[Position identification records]
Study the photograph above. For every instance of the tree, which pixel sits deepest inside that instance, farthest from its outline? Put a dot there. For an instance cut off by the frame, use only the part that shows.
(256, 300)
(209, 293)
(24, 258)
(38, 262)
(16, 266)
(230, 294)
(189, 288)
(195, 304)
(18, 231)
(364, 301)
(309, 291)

= WHAT YOU WILL DO =
Repeat every item above word for word, keeping each line unchanged.

= RESULT =
Study the photograph above. For every instance of the tree, which pixel sits deepest inside that instance, farthest from its outline? Put a dot there. For an instance cut off by the frame, use only the part that shows.
(256, 300)
(209, 293)
(24, 258)
(38, 262)
(16, 266)
(230, 294)
(189, 288)
(195, 304)
(18, 231)
(364, 301)
(309, 291)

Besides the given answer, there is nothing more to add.